Task to complete. Quote the material below in full, reproducing every line verbatim and in its original order.

•••••

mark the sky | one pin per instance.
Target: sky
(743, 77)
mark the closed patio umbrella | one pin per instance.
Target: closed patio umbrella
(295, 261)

•••••

Output of the task.
mark the sky | one pin per instance.
Target: sky
(743, 77)
mark the closed patio umbrella | one pin per instance.
Target: closed patio umbrella
(295, 261)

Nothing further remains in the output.